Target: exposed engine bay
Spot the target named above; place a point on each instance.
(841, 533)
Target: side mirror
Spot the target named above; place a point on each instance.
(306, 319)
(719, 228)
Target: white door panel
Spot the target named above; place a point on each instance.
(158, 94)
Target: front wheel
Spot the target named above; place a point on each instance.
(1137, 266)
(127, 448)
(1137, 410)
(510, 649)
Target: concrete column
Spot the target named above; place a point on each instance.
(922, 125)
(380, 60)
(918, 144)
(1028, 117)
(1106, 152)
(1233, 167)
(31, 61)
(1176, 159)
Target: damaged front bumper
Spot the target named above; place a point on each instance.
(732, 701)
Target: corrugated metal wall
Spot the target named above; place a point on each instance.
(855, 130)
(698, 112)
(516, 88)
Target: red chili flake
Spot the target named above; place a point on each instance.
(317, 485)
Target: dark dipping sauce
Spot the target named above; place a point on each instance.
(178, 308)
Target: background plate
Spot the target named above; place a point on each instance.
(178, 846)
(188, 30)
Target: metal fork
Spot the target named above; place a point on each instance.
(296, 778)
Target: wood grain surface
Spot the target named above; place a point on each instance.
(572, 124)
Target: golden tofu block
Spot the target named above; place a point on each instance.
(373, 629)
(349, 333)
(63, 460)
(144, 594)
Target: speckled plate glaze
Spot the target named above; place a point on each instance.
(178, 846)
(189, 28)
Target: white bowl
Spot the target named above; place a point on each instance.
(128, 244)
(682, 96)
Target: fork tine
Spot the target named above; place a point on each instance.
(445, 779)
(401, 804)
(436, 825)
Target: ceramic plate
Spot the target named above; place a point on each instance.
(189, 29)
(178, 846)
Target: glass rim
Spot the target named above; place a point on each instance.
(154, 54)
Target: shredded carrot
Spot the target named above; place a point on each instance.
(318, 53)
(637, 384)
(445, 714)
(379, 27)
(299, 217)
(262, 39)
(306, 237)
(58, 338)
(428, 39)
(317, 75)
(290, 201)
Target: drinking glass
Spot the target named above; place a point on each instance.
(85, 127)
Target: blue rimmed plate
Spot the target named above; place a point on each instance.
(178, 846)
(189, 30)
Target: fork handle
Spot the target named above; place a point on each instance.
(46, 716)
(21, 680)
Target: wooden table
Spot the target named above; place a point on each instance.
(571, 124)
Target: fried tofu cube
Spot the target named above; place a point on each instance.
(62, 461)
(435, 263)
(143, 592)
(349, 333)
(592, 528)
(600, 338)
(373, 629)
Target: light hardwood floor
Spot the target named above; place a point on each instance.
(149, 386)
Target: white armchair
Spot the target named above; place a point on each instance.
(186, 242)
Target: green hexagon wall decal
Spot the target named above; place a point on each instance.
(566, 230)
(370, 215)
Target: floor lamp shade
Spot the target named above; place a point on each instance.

★ ★ ★ ★ ★ ★ ★

EXERCISE INSTRUCTIONS: Your task is to copy exactly, and only, the lines from the line with "Target: light hardwood floor" through the last line of the entries, both included.

EXPECTED OUTPUT:
Target: light hardwood floor
Spot the target named above; place a point on each instance.
(149, 386)
Target: white armchair
Spot the target named above; place a point on each instance.
(186, 242)
Target: green hexagon wall decal
Spot the target named above; place a point on each instance.
(566, 230)
(370, 215)
Target: floor lamp shade
Spot the target named above; place a point on each instance.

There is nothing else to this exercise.